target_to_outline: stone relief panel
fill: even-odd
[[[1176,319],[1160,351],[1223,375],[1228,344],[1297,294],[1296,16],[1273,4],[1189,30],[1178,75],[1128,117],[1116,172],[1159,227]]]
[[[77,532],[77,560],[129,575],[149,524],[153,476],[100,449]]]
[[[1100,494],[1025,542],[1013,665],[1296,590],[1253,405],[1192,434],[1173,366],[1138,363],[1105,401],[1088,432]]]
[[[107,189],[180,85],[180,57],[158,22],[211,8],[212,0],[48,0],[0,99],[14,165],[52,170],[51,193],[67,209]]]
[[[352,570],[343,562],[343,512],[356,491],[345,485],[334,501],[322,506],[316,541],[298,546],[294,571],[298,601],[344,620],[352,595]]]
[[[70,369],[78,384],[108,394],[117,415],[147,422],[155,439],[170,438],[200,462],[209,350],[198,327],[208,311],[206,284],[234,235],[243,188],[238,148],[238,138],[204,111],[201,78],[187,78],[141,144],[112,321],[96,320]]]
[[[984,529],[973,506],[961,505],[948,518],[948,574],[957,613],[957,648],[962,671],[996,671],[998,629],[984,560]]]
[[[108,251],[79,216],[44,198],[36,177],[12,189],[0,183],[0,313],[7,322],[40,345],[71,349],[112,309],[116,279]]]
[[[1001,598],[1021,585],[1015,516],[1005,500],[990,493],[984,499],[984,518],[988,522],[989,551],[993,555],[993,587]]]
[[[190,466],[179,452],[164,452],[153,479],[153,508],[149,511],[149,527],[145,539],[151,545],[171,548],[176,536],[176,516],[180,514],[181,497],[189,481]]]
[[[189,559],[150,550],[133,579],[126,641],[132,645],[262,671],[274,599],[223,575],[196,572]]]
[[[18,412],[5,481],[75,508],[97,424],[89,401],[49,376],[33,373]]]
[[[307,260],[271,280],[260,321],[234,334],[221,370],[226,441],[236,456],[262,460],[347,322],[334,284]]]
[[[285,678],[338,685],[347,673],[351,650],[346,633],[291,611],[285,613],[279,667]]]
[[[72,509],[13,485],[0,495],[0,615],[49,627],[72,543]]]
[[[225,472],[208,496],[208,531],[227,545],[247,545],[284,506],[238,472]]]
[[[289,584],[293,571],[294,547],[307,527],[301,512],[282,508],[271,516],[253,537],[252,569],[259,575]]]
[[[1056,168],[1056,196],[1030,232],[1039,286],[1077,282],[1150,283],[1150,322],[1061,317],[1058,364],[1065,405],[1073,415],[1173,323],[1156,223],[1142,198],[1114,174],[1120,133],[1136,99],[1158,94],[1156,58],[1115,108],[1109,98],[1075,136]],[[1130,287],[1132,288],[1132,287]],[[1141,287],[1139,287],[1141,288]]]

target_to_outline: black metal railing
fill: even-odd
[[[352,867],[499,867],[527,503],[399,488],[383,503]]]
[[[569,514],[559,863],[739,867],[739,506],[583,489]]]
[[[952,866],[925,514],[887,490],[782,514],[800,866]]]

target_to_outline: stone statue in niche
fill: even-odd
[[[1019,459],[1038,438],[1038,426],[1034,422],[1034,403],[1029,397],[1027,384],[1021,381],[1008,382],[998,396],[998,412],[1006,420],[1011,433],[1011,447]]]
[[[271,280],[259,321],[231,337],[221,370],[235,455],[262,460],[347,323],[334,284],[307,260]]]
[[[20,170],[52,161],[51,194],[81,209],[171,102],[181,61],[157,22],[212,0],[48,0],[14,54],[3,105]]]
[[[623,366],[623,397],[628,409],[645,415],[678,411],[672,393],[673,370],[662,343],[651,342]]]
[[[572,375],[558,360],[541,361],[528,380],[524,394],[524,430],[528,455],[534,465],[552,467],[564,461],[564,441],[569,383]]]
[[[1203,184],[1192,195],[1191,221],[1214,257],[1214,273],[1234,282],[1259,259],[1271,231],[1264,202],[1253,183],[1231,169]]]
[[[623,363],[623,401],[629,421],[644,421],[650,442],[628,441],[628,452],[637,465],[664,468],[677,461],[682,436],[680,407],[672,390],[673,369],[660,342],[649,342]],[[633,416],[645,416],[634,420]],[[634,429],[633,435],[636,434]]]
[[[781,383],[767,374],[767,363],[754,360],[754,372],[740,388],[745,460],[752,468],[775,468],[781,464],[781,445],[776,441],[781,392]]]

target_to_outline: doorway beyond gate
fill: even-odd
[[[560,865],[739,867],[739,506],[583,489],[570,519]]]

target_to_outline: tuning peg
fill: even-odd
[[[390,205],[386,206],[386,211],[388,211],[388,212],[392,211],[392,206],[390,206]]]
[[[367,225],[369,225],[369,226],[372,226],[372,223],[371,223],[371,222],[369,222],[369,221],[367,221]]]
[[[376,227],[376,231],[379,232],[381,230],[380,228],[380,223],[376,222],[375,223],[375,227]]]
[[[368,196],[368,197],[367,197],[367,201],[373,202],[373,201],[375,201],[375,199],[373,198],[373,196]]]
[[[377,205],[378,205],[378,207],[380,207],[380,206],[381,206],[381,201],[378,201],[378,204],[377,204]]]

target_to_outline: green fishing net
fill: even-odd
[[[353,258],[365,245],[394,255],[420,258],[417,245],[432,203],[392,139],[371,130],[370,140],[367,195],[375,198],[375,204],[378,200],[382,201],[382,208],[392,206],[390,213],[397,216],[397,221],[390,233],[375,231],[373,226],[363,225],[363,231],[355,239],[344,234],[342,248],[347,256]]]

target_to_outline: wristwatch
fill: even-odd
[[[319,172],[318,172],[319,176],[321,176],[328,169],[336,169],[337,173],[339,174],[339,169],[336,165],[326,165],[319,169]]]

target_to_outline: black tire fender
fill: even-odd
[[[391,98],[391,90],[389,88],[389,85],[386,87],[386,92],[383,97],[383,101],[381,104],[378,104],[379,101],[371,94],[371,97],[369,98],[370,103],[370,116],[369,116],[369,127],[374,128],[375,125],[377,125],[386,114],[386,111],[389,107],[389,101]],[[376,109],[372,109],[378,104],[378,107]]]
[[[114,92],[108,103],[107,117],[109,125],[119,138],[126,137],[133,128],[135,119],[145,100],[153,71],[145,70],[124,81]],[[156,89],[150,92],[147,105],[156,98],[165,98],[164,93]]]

● **PROBLEM REQUIREMENTS**
Could you print all of the entries again exactly as they stand?

● **REPLY TO THE EXERCISE**
target_to_outline: stone relief panel
fill: even-odd
[[[1176,319],[1160,351],[1223,375],[1228,344],[1297,294],[1296,16],[1273,4],[1189,30],[1178,75],[1128,117],[1116,172],[1159,227]]]
[[[77,532],[77,560],[129,575],[149,524],[153,476],[100,449]]]
[[[1100,494],[1025,542],[1013,665],[1296,590],[1253,405],[1192,434],[1173,366],[1138,363],[1105,401],[1088,432]]]
[[[107,189],[180,85],[180,57],[158,22],[211,8],[212,0],[48,0],[0,99],[14,165],[52,170],[51,193],[67,209]]]
[[[352,570],[343,562],[343,512],[356,491],[345,485],[334,501],[322,506],[316,541],[298,546],[294,571],[298,601],[344,620],[352,595]]]
[[[70,369],[78,384],[108,394],[117,415],[147,422],[155,439],[170,438],[200,462],[209,350],[198,327],[208,311],[206,284],[234,235],[243,188],[238,148],[238,138],[204,111],[201,78],[187,78],[141,144],[112,321],[96,320]]]
[[[984,529],[973,506],[961,505],[948,518],[948,574],[957,613],[957,648],[962,671],[996,671],[998,629],[984,560]]]
[[[108,251],[79,216],[44,198],[36,177],[12,189],[0,183],[0,313],[7,322],[40,345],[71,349],[112,309],[116,279]]]
[[[1001,598],[1021,585],[1015,516],[1005,500],[990,493],[984,499],[984,518],[988,522],[989,551],[993,555],[993,587]]]
[[[190,466],[179,452],[164,452],[153,479],[153,508],[149,511],[149,527],[145,539],[151,545],[171,548],[176,536],[176,516],[180,514],[181,497],[189,481]]]
[[[189,559],[150,550],[133,579],[126,641],[132,645],[262,671],[274,599],[223,575],[196,572]]]
[[[18,412],[5,481],[75,508],[97,424],[89,401],[49,376],[33,373]]]
[[[307,260],[271,280],[260,321],[234,334],[221,370],[226,441],[236,456],[262,460],[347,322],[334,284]]]
[[[285,678],[338,685],[347,673],[351,650],[346,633],[291,611],[285,613],[279,667]]]
[[[72,509],[13,485],[0,495],[0,615],[49,627],[72,543]]]
[[[225,472],[208,496],[208,531],[227,545],[247,545],[284,506],[238,472]]]
[[[289,584],[293,571],[294,547],[307,527],[301,512],[282,508],[271,516],[253,537],[252,569],[259,575]]]
[[[1056,168],[1056,196],[1030,232],[1039,286],[1077,282],[1150,283],[1150,322],[1061,317],[1058,364],[1065,405],[1073,415],[1173,323],[1156,223],[1142,198],[1114,174],[1120,133],[1136,99],[1158,94],[1156,58],[1115,108],[1109,98],[1075,136]],[[1130,287],[1132,288],[1132,287]],[[1141,287],[1139,287],[1141,288]]]

target_to_outline: black metal railing
fill: even-odd
[[[352,867],[499,867],[527,503],[399,488],[383,503]]]
[[[569,514],[559,863],[739,867],[739,506],[583,489]]]
[[[952,866],[925,514],[887,490],[782,514],[800,866]]]

target_to_outline: stone statue in niche
fill: even-odd
[[[1019,459],[1038,438],[1038,426],[1034,422],[1034,403],[1029,397],[1027,384],[1021,381],[1008,382],[998,396],[998,412],[1006,420],[1011,433],[1011,447]]]
[[[271,280],[259,321],[231,337],[221,370],[235,455],[262,460],[347,323],[334,284],[307,260]]]
[[[20,170],[52,161],[51,194],[81,209],[171,102],[181,61],[157,22],[212,0],[48,0],[14,54],[3,105]]]
[[[623,366],[623,397],[628,409],[645,415],[678,411],[672,393],[673,370],[662,343],[651,342]]]
[[[572,375],[558,360],[541,361],[528,380],[524,394],[524,430],[528,455],[534,465],[552,467],[564,461],[564,441],[569,383]]]
[[[1203,184],[1192,195],[1191,221],[1214,257],[1214,273],[1234,282],[1259,259],[1271,231],[1264,202],[1253,183],[1231,169]]]
[[[623,363],[623,401],[629,421],[644,421],[650,442],[628,441],[628,452],[637,465],[664,468],[677,461],[682,436],[680,407],[672,390],[673,369],[660,342],[649,342]],[[633,416],[645,416],[634,420]],[[634,429],[633,435],[636,434]]]
[[[781,383],[767,374],[767,363],[754,360],[754,372],[740,388],[745,460],[752,468],[775,468],[781,464],[781,445],[776,441],[781,392]]]

target_to_outline: doorway beyond gate
fill: even-odd
[[[560,865],[739,867],[739,506],[583,489],[570,519]]]

target_to_outline: tuning peg
fill: even-odd
[[[390,205],[386,206],[386,211],[388,211],[388,212],[392,211],[392,206],[390,206]]]
[[[367,225],[369,225],[369,226],[372,226],[372,223],[371,223],[371,222],[369,222],[369,221],[367,221]]]
[[[376,227],[376,231],[379,232],[381,230],[380,228],[380,223],[376,222],[375,223],[375,227]]]
[[[368,196],[368,197],[367,197],[367,201],[373,202],[373,201],[375,201],[375,199],[373,198],[373,196]]]
[[[377,205],[378,205],[378,207],[380,207],[380,206],[381,206],[381,201],[378,201],[378,204],[377,204]]]

target_to_outline: green fishing net
fill: even-odd
[[[353,258],[365,245],[394,255],[420,258],[417,245],[432,203],[392,139],[371,130],[370,140],[367,195],[375,198],[375,204],[378,200],[382,201],[382,208],[392,206],[390,213],[397,216],[397,221],[390,233],[375,231],[373,226],[363,225],[363,231],[355,239],[344,234],[342,248],[347,256]]]

target_to_outline: wristwatch
fill: even-odd
[[[319,172],[318,172],[319,176],[321,176],[328,169],[336,169],[337,173],[339,174],[339,169],[336,165],[326,165],[319,169]]]

target_to_outline: black tire fender
fill: even-odd
[[[391,98],[391,90],[389,88],[389,85],[386,87],[386,92],[383,97],[383,101],[381,104],[378,104],[379,101],[371,94],[371,97],[369,98],[370,103],[370,116],[369,116],[369,127],[374,128],[375,125],[377,125],[386,114],[386,111],[389,107],[389,101]],[[376,109],[372,109],[378,104],[378,107]]]
[[[114,92],[108,103],[107,117],[109,125],[119,138],[126,137],[133,128],[135,119],[145,100],[153,71],[145,70],[124,81]],[[156,89],[150,92],[147,105],[156,98],[165,98],[164,93]]]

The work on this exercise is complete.